**Records shown**
*** Begin section ***
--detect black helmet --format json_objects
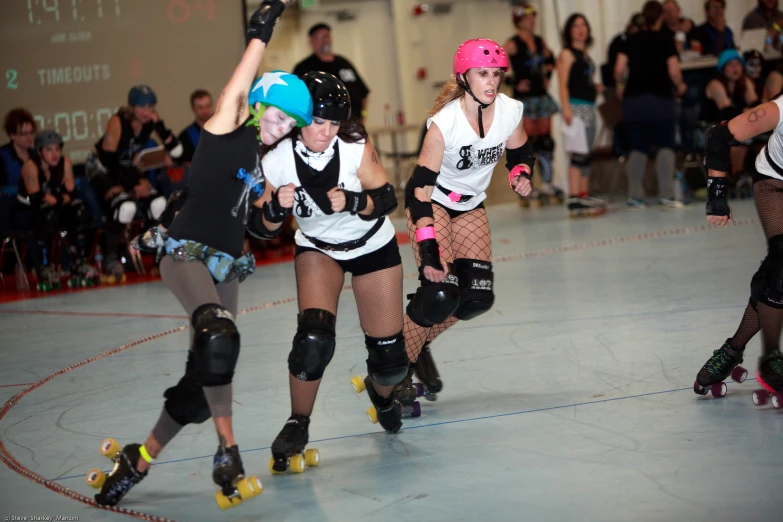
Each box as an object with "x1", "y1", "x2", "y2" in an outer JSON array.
[
  {"x1": 34, "y1": 129, "x2": 64, "y2": 150},
  {"x1": 302, "y1": 71, "x2": 351, "y2": 121}
]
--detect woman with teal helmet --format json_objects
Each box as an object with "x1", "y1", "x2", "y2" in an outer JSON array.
[{"x1": 93, "y1": 0, "x2": 311, "y2": 510}]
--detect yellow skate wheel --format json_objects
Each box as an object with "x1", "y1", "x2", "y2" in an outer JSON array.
[
  {"x1": 290, "y1": 454, "x2": 306, "y2": 473},
  {"x1": 85, "y1": 468, "x2": 106, "y2": 489},
  {"x1": 269, "y1": 457, "x2": 284, "y2": 475},
  {"x1": 100, "y1": 438, "x2": 120, "y2": 459},
  {"x1": 351, "y1": 375, "x2": 366, "y2": 393},
  {"x1": 304, "y1": 448, "x2": 320, "y2": 467},
  {"x1": 366, "y1": 406, "x2": 378, "y2": 424},
  {"x1": 215, "y1": 491, "x2": 239, "y2": 510},
  {"x1": 237, "y1": 475, "x2": 263, "y2": 499}
]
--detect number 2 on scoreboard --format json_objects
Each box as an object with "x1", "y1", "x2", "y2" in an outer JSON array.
[{"x1": 6, "y1": 69, "x2": 19, "y2": 90}]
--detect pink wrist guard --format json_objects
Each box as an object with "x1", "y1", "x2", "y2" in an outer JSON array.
[
  {"x1": 415, "y1": 227, "x2": 436, "y2": 242},
  {"x1": 509, "y1": 165, "x2": 531, "y2": 188}
]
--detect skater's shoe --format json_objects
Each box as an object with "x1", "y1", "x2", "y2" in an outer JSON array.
[
  {"x1": 94, "y1": 444, "x2": 147, "y2": 507},
  {"x1": 102, "y1": 257, "x2": 126, "y2": 284},
  {"x1": 393, "y1": 367, "x2": 418, "y2": 406},
  {"x1": 758, "y1": 351, "x2": 783, "y2": 393},
  {"x1": 364, "y1": 376, "x2": 402, "y2": 433},
  {"x1": 270, "y1": 415, "x2": 319, "y2": 474},
  {"x1": 694, "y1": 339, "x2": 747, "y2": 397},
  {"x1": 212, "y1": 445, "x2": 263, "y2": 509},
  {"x1": 413, "y1": 344, "x2": 442, "y2": 398},
  {"x1": 568, "y1": 197, "x2": 605, "y2": 218},
  {"x1": 35, "y1": 264, "x2": 61, "y2": 291}
]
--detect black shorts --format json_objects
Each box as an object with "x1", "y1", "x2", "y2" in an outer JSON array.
[
  {"x1": 295, "y1": 236, "x2": 402, "y2": 277},
  {"x1": 433, "y1": 201, "x2": 486, "y2": 219}
]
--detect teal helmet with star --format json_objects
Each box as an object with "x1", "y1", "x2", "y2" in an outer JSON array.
[{"x1": 248, "y1": 70, "x2": 313, "y2": 128}]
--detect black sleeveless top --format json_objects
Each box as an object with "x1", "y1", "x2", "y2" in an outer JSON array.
[
  {"x1": 94, "y1": 111, "x2": 155, "y2": 168},
  {"x1": 567, "y1": 48, "x2": 597, "y2": 104},
  {"x1": 508, "y1": 34, "x2": 547, "y2": 98},
  {"x1": 166, "y1": 121, "x2": 262, "y2": 258},
  {"x1": 699, "y1": 79, "x2": 748, "y2": 124},
  {"x1": 17, "y1": 158, "x2": 64, "y2": 200}
]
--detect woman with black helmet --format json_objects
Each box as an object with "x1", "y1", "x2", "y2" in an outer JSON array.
[
  {"x1": 86, "y1": 0, "x2": 309, "y2": 510},
  {"x1": 87, "y1": 83, "x2": 180, "y2": 281},
  {"x1": 11, "y1": 130, "x2": 95, "y2": 289},
  {"x1": 259, "y1": 70, "x2": 406, "y2": 471}
]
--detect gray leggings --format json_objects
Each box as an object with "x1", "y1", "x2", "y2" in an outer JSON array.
[{"x1": 159, "y1": 255, "x2": 238, "y2": 419}]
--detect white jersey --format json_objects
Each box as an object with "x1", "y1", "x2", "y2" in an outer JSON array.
[
  {"x1": 755, "y1": 96, "x2": 783, "y2": 182},
  {"x1": 262, "y1": 136, "x2": 396, "y2": 260},
  {"x1": 428, "y1": 93, "x2": 524, "y2": 211}
]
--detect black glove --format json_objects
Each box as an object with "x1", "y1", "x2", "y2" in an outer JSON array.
[
  {"x1": 159, "y1": 188, "x2": 188, "y2": 228},
  {"x1": 154, "y1": 120, "x2": 173, "y2": 142},
  {"x1": 262, "y1": 190, "x2": 290, "y2": 223},
  {"x1": 417, "y1": 225, "x2": 444, "y2": 272},
  {"x1": 341, "y1": 190, "x2": 368, "y2": 215},
  {"x1": 247, "y1": 1, "x2": 287, "y2": 44},
  {"x1": 706, "y1": 176, "x2": 731, "y2": 217}
]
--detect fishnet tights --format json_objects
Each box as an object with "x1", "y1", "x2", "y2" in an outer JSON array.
[
  {"x1": 753, "y1": 178, "x2": 783, "y2": 355},
  {"x1": 403, "y1": 204, "x2": 492, "y2": 362},
  {"x1": 289, "y1": 250, "x2": 404, "y2": 416}
]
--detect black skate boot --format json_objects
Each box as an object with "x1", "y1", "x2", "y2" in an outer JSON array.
[
  {"x1": 364, "y1": 376, "x2": 402, "y2": 433},
  {"x1": 413, "y1": 343, "x2": 442, "y2": 401},
  {"x1": 212, "y1": 445, "x2": 263, "y2": 509},
  {"x1": 94, "y1": 443, "x2": 147, "y2": 507},
  {"x1": 393, "y1": 367, "x2": 418, "y2": 406},
  {"x1": 270, "y1": 415, "x2": 320, "y2": 474},
  {"x1": 694, "y1": 339, "x2": 747, "y2": 398}
]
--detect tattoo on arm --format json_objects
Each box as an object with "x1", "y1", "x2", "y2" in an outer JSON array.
[
  {"x1": 748, "y1": 108, "x2": 766, "y2": 123},
  {"x1": 371, "y1": 150, "x2": 379, "y2": 164}
]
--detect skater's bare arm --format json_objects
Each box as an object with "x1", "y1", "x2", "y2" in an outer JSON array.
[
  {"x1": 205, "y1": 0, "x2": 289, "y2": 136},
  {"x1": 726, "y1": 102, "x2": 780, "y2": 145},
  {"x1": 61, "y1": 157, "x2": 75, "y2": 204}
]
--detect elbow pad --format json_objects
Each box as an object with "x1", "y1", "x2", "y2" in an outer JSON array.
[
  {"x1": 361, "y1": 183, "x2": 398, "y2": 221},
  {"x1": 704, "y1": 121, "x2": 738, "y2": 172},
  {"x1": 404, "y1": 165, "x2": 439, "y2": 222},
  {"x1": 97, "y1": 148, "x2": 120, "y2": 172}
]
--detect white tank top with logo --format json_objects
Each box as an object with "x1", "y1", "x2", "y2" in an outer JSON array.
[
  {"x1": 428, "y1": 93, "x2": 524, "y2": 211},
  {"x1": 755, "y1": 96, "x2": 783, "y2": 182},
  {"x1": 262, "y1": 136, "x2": 396, "y2": 261}
]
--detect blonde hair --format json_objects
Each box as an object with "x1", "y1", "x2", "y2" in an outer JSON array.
[{"x1": 429, "y1": 79, "x2": 465, "y2": 116}]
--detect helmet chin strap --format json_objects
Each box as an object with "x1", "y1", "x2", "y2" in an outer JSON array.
[{"x1": 457, "y1": 73, "x2": 495, "y2": 138}]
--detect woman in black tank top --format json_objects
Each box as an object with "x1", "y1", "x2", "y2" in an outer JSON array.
[
  {"x1": 91, "y1": 1, "x2": 314, "y2": 510},
  {"x1": 556, "y1": 13, "x2": 607, "y2": 218},
  {"x1": 504, "y1": 3, "x2": 563, "y2": 202}
]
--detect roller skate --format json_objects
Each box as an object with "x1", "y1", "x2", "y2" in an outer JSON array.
[
  {"x1": 693, "y1": 339, "x2": 747, "y2": 398},
  {"x1": 67, "y1": 258, "x2": 100, "y2": 288},
  {"x1": 212, "y1": 445, "x2": 263, "y2": 509},
  {"x1": 391, "y1": 367, "x2": 422, "y2": 418},
  {"x1": 101, "y1": 257, "x2": 127, "y2": 285},
  {"x1": 412, "y1": 343, "x2": 442, "y2": 401},
  {"x1": 350, "y1": 375, "x2": 403, "y2": 433},
  {"x1": 88, "y1": 439, "x2": 147, "y2": 507},
  {"x1": 538, "y1": 182, "x2": 566, "y2": 206},
  {"x1": 752, "y1": 351, "x2": 783, "y2": 409},
  {"x1": 35, "y1": 264, "x2": 62, "y2": 292},
  {"x1": 269, "y1": 414, "x2": 320, "y2": 474},
  {"x1": 567, "y1": 197, "x2": 606, "y2": 218}
]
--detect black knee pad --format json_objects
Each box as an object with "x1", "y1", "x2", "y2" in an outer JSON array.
[
  {"x1": 750, "y1": 258, "x2": 768, "y2": 311},
  {"x1": 191, "y1": 304, "x2": 240, "y2": 387},
  {"x1": 761, "y1": 235, "x2": 783, "y2": 308},
  {"x1": 452, "y1": 258, "x2": 495, "y2": 321},
  {"x1": 406, "y1": 272, "x2": 461, "y2": 327},
  {"x1": 570, "y1": 153, "x2": 591, "y2": 168},
  {"x1": 366, "y1": 332, "x2": 409, "y2": 386},
  {"x1": 538, "y1": 135, "x2": 555, "y2": 153},
  {"x1": 163, "y1": 351, "x2": 211, "y2": 426},
  {"x1": 288, "y1": 309, "x2": 336, "y2": 381}
]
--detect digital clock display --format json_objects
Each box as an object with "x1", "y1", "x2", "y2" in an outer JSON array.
[{"x1": 0, "y1": 0, "x2": 246, "y2": 163}]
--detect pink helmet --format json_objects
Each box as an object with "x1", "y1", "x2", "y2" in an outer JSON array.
[{"x1": 453, "y1": 39, "x2": 509, "y2": 77}]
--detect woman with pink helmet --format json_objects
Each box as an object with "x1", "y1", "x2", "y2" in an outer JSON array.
[{"x1": 393, "y1": 39, "x2": 534, "y2": 406}]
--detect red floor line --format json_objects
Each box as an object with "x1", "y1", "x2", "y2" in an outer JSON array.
[
  {"x1": 0, "y1": 219, "x2": 756, "y2": 520},
  {"x1": 0, "y1": 310, "x2": 188, "y2": 319}
]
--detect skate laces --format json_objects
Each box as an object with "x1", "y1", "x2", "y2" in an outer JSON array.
[
  {"x1": 214, "y1": 451, "x2": 234, "y2": 469},
  {"x1": 767, "y1": 354, "x2": 783, "y2": 375},
  {"x1": 705, "y1": 349, "x2": 734, "y2": 374}
]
*** End section ***
**What to produce**
Using the listing above, pick out each line that contains the word "black", then copy it.

**Your response**
--detect black helmet --format json_objects
--detect black shorts --format json_objects
--detect black sleeveless top --format json_objects
--detect woman with black helmet --format json_objects
--detect black glove --format json_objects
--detect black skate boot --format json_objects
--detect woman in black tank top --format json_objects
--detect black knee pad --format json_objects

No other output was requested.